----- AVAILABLE DATA

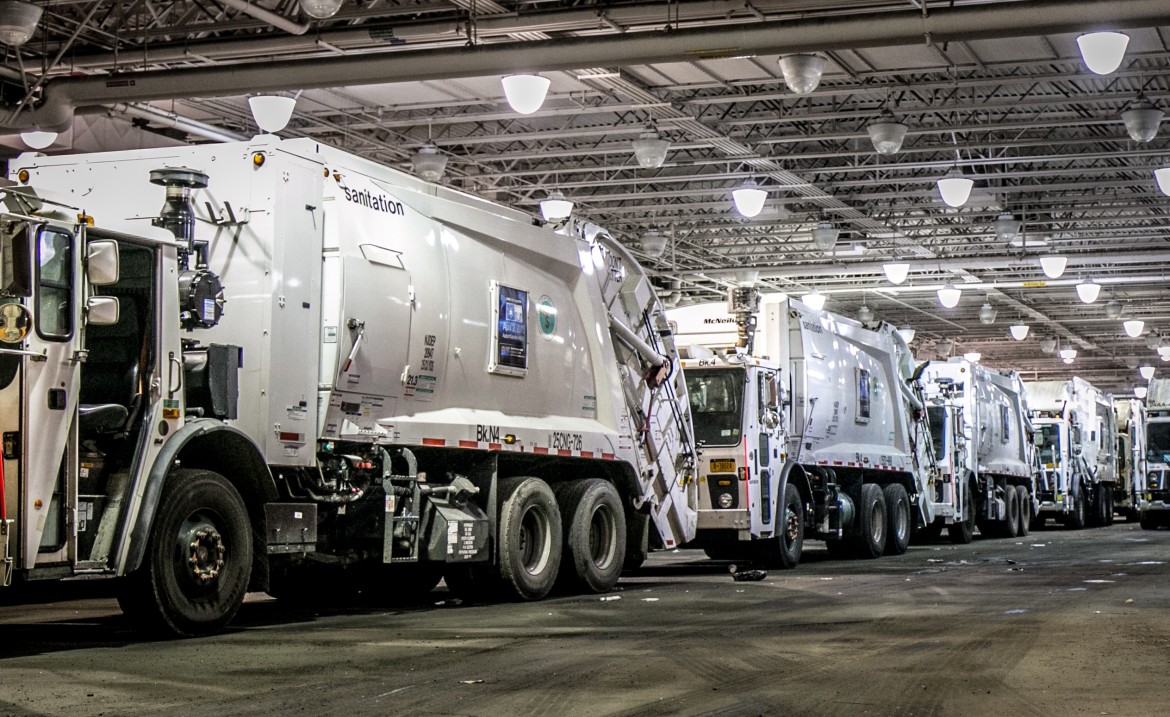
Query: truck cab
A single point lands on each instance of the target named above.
(735, 402)
(1155, 498)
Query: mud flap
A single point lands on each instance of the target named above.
(458, 535)
(5, 553)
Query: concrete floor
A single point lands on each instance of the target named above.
(1058, 622)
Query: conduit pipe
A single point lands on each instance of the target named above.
(62, 95)
(167, 119)
(266, 15)
(937, 264)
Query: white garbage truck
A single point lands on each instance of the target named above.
(1154, 496)
(812, 429)
(983, 435)
(228, 367)
(1131, 456)
(1075, 439)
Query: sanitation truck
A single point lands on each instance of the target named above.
(982, 435)
(1154, 496)
(227, 367)
(809, 431)
(1075, 439)
(1131, 459)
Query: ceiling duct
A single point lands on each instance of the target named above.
(63, 95)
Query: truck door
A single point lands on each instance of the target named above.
(43, 369)
(373, 340)
(763, 442)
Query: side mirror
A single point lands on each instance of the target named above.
(102, 310)
(15, 260)
(102, 262)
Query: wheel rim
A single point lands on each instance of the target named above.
(603, 545)
(535, 540)
(791, 526)
(202, 551)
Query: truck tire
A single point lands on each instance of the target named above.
(1025, 509)
(1011, 523)
(872, 522)
(897, 511)
(529, 538)
(198, 560)
(594, 539)
(962, 531)
(783, 551)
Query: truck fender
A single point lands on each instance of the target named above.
(796, 475)
(236, 457)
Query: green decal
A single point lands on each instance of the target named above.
(546, 316)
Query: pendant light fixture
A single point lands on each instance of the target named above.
(1102, 52)
(1088, 290)
(39, 139)
(18, 22)
(1142, 119)
(749, 199)
(896, 271)
(865, 315)
(949, 295)
(525, 92)
(272, 112)
(988, 314)
(955, 188)
(649, 149)
(1053, 264)
(887, 133)
(556, 207)
(1163, 178)
(802, 73)
(428, 163)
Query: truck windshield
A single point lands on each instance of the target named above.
(716, 405)
(937, 416)
(1050, 445)
(1157, 445)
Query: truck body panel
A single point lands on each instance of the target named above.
(407, 359)
(1076, 439)
(982, 433)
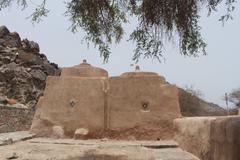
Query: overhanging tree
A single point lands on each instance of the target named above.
(103, 20)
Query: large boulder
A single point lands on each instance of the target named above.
(23, 70)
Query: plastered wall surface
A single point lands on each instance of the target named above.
(84, 100)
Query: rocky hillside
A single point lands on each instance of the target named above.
(191, 106)
(23, 70)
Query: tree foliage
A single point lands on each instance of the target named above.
(103, 20)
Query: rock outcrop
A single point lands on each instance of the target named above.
(23, 70)
(193, 106)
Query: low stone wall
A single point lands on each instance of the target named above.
(210, 138)
(15, 119)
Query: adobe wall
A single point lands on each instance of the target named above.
(210, 138)
(83, 100)
(15, 119)
(142, 106)
(72, 103)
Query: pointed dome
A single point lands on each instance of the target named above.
(84, 70)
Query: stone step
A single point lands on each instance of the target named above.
(12, 137)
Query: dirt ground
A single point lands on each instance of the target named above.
(69, 149)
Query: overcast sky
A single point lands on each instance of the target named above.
(214, 74)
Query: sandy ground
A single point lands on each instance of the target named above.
(69, 149)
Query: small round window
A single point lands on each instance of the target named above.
(145, 107)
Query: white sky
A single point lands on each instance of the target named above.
(213, 74)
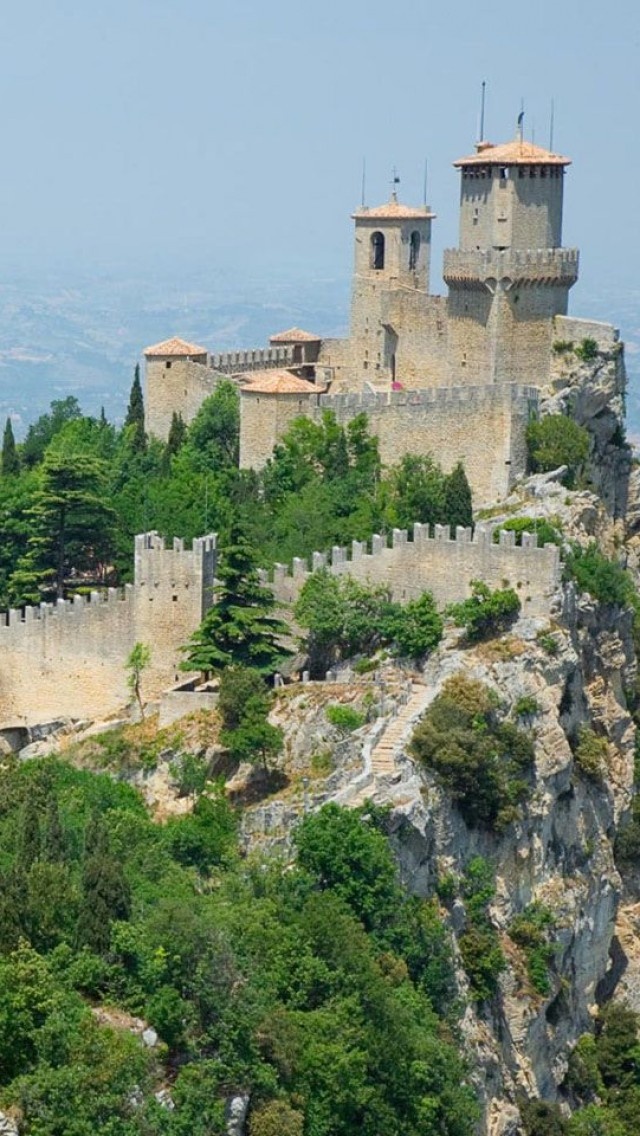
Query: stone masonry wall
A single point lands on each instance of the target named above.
(437, 564)
(181, 387)
(264, 419)
(68, 659)
(421, 323)
(482, 426)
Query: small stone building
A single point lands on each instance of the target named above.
(507, 297)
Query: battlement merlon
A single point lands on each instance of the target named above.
(240, 362)
(176, 568)
(352, 402)
(516, 266)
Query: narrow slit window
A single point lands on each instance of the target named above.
(377, 251)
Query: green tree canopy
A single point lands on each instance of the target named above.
(555, 441)
(134, 419)
(40, 433)
(10, 461)
(72, 520)
(240, 627)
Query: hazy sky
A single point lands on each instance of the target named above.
(142, 134)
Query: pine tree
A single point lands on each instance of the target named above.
(106, 894)
(53, 844)
(30, 840)
(10, 462)
(134, 418)
(72, 520)
(175, 441)
(458, 508)
(239, 628)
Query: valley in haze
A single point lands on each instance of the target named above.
(61, 335)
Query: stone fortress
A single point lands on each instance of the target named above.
(455, 376)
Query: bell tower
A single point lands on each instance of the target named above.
(509, 275)
(392, 253)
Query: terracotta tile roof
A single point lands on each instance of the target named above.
(294, 335)
(393, 210)
(513, 153)
(276, 382)
(175, 347)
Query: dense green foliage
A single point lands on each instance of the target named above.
(604, 1076)
(324, 486)
(244, 702)
(9, 464)
(487, 612)
(293, 985)
(479, 758)
(343, 618)
(480, 946)
(605, 579)
(239, 628)
(345, 718)
(555, 441)
(590, 753)
(542, 528)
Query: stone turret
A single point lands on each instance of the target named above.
(510, 275)
(177, 378)
(392, 255)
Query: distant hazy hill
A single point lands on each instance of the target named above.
(83, 337)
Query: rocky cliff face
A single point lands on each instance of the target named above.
(593, 393)
(558, 854)
(576, 668)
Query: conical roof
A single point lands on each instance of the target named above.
(276, 382)
(517, 152)
(174, 347)
(392, 210)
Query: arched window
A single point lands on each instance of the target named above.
(377, 251)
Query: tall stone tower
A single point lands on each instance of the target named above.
(392, 256)
(509, 275)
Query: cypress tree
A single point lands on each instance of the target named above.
(106, 894)
(135, 412)
(175, 440)
(30, 840)
(239, 628)
(10, 462)
(53, 845)
(458, 508)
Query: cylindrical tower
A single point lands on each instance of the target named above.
(509, 276)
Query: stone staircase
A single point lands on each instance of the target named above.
(383, 763)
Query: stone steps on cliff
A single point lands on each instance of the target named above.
(383, 756)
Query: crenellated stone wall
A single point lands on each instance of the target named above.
(481, 426)
(443, 565)
(68, 659)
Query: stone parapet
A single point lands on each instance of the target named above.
(238, 362)
(529, 266)
(351, 403)
(69, 658)
(410, 562)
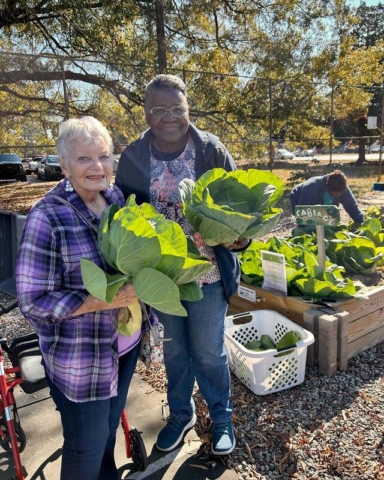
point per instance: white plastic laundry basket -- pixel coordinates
(271, 370)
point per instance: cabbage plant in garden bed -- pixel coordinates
(350, 250)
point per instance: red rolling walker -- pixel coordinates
(28, 372)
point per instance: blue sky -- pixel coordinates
(367, 2)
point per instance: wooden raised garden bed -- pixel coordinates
(341, 332)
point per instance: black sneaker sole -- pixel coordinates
(189, 425)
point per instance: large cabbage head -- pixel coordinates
(225, 206)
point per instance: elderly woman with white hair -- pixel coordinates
(88, 365)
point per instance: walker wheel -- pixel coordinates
(139, 453)
(5, 439)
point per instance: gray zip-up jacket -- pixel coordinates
(133, 172)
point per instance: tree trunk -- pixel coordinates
(160, 33)
(362, 128)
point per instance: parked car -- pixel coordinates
(49, 168)
(304, 153)
(11, 168)
(375, 148)
(284, 154)
(33, 164)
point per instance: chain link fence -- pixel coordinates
(253, 116)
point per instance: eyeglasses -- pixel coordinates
(161, 112)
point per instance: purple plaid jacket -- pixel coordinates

----------

• STATED PROBLEM
Skip the pictures and transcribe the rest of the records exactly.

• CORRECT RESPONSE
Query: truck cab
A single point lands on each instance of the target named above.
(735, 402)
(1155, 498)
Query: mud flap
A single point lands on each instance of the target named above.
(458, 535)
(5, 553)
Query: concrete floor
A single point lands on each instance of the target named above.
(1058, 622)
Query: conduit pipe
A single point lands on each instance of the target named above.
(62, 95)
(167, 119)
(266, 15)
(937, 264)
Query: white garbage truck
A single point lands on each instance of the target named above.
(1154, 496)
(812, 429)
(983, 435)
(228, 367)
(1131, 456)
(1075, 439)
Query: sanitation truck
A single point lands on each instance of the target named above.
(982, 435)
(1154, 496)
(227, 367)
(809, 431)
(1075, 439)
(1131, 459)
Query: ceiling duct
A single point lands on each instance of the target named above.
(63, 95)
Query: truck door
A single point lands on each instance of the target named above.
(43, 369)
(373, 340)
(763, 442)
Query: side mirror
A single point lands on each instance of the target named above.
(102, 310)
(15, 260)
(102, 262)
Query: wheel rim
A single point lands on each instance of the target named above.
(603, 545)
(535, 540)
(791, 526)
(202, 551)
Query: truck tire
A single point lands on each instance of the target named above.
(1025, 509)
(1011, 523)
(872, 522)
(897, 511)
(529, 538)
(198, 560)
(594, 539)
(962, 531)
(783, 551)
Query: truck fender
A single point lands on each instance of the target named above.
(796, 475)
(236, 457)
Query: green decal
A single point lands on each instance of the target named above.
(546, 316)
Query: pendant light fixture
A single point lands on each instance of the target named above.
(1102, 52)
(1088, 290)
(39, 139)
(18, 22)
(1142, 119)
(749, 199)
(896, 271)
(865, 315)
(949, 295)
(525, 92)
(272, 112)
(988, 314)
(955, 188)
(649, 149)
(1053, 264)
(887, 133)
(556, 207)
(1163, 178)
(802, 73)
(428, 163)
Query: truck windshield
A single point lands on each instance of the target named above.
(716, 405)
(937, 416)
(1050, 445)
(1157, 445)
Query: truck body panel
A single point lands on each instance of the target named above.
(407, 359)
(1076, 439)
(982, 433)
Query: overhanging tree
A single point lands on each instance of the target named above.
(103, 20)
Query: large boulder
A single point lands on each instance of the target named above.
(23, 70)
Query: plastered wall surface
A single point lands on each instance of the target named above.
(84, 100)
Query: rocky hillside
A single point lands on each instance of the target named above.
(191, 106)
(23, 70)
Query: tree foliage
A single point lands on each instance of the target named above.
(103, 20)
Query: rock outcrop
A single point lands on each instance of the target named above.
(23, 70)
(193, 106)
Query: low stone wall
A single point lands on each instance of the target named above.
(210, 138)
(15, 119)
Query: adobe wall
A single point lands on each instance of the target named above.
(210, 138)
(83, 100)
(15, 119)
(142, 106)
(72, 103)
Query: pointed dome
A single point lands on each instance of the target named above.
(84, 70)
Query: stone step
A single point lands on each instance of the target named above.
(12, 137)
Query: dirt ground
A single point lands on each instance of the target named above.
(69, 149)
Query: overcast sky
A single point lands on each instance of the target named above.
(214, 74)
Query: sandy ground
A single point lands on each instance of the target named above.
(69, 149)
Query: small round window
A single point lands on each instance of the target named above.
(145, 107)
Query: white sky
A single point lands on each instance of the target named above.
(213, 74)
Query: stone masonry wall
A single point lands on each instance of the target named above.
(437, 564)
(181, 387)
(264, 419)
(68, 659)
(421, 323)
(482, 426)
Query: small stone building
A single point lands on each instance of the target named above.
(507, 297)
Query: battlement merlon
A single point lands on each instance of the target named above.
(240, 362)
(176, 568)
(352, 402)
(516, 266)
Query: narrow slit window
A single point lands on each instance of the target named above.
(377, 251)
Query: green tree canopy
A single point lands on each instance of the target named above.
(555, 441)
(134, 419)
(40, 433)
(10, 461)
(72, 520)
(240, 627)
Query: hazy sky
A single point lands on each instance of the target named above.
(142, 134)
Query: pine tree
A single point lands on each instance of the target named above.
(106, 894)
(53, 844)
(30, 840)
(10, 462)
(134, 418)
(72, 520)
(175, 441)
(458, 508)
(239, 628)
Query: valley in haze
A single point lands on each instance of the target named above.
(61, 335)
Query: stone fortress
A single point lands on each instance of the target named above.
(455, 376)
Query: bell tower
A single point lands on each instance of the target named above.
(509, 275)
(392, 253)
Query: terracotta tile roof
A single point lands on each instance of the target named above.
(294, 335)
(393, 210)
(513, 153)
(276, 382)
(175, 347)
Query: dense green foliage
A single point lands on each instance of the target named above.
(604, 1076)
(324, 486)
(244, 702)
(9, 464)
(487, 612)
(293, 985)
(479, 758)
(343, 618)
(480, 946)
(605, 579)
(239, 628)
(345, 718)
(555, 441)
(590, 753)
(542, 528)
Query: stone turret
A single point lands on each instance of the target named above.
(510, 275)
(177, 378)
(392, 255)
Query: distant hazy hill
A single point lands on each instance of the target named above.
(83, 337)
Query: rocky cliff face
A single point lands on each instance of the target named above.
(593, 393)
(558, 854)
(576, 668)
Query: conical roof
A single point lands on each instance of the target named above.
(276, 382)
(517, 152)
(174, 347)
(392, 210)
Query: arched window
A single point lands on each instance of the target named above.
(377, 251)
Query: tall stone tower
A single point lands on each instance of the target named above.
(392, 256)
(509, 275)
Query: cypress tree
A single point lands on each instance of the target named above.
(106, 894)
(135, 412)
(175, 440)
(30, 840)
(239, 628)
(10, 462)
(53, 845)
(458, 508)
Query: cylindrical tower
A single point lands on each instance of the target named above.
(509, 276)
Query: stone staircase
A single point lands on each instance of the target named above.
(383, 763)
Query: stone steps on cliff
A single point lands on each instance of the target named above.
(383, 756)
Query: crenellated stone wall
A single point lands on each instance of the target named above.
(481, 426)
(443, 565)
(68, 659)
Query: stone parapet
A single point lands on each instance of the target named above.
(238, 362)
(529, 266)
(351, 403)
(69, 658)
(410, 562)
point per instance: white plastic laundry basket -- pixel coordinates
(271, 370)
point per instance: cabbage plant in garden bed -- pixel coordinates
(350, 250)
point per instance: red rolling walker -- pixel coordinates
(28, 372)
point per instance: blue sky -- pixel coordinates
(367, 2)
point per instance: wooden raised garden bed -- pixel coordinates
(341, 332)
point per instance: black sneaker sole -- pixel coordinates
(189, 425)
point per instance: large cabbage head -- pixel coordinates
(225, 206)
point per instance: elderly woman with white hair -- pixel coordinates
(88, 365)
point per instance: walker wheel -- pixel coordinates
(139, 453)
(5, 439)
point per instance: gray zip-up jacket -- pixel coordinates
(133, 172)
point per instance: tree trunk -- pixel coordinates
(160, 33)
(362, 128)
point per instance: parked car -- pixel coordinates
(49, 168)
(304, 153)
(11, 168)
(375, 148)
(284, 154)
(33, 164)
point per instance: chain link fence -- pixel coordinates
(253, 116)
point per instance: eyeglasses -- pixel coordinates
(161, 112)
point per instance: purple plaid jacket -- pixel coordinates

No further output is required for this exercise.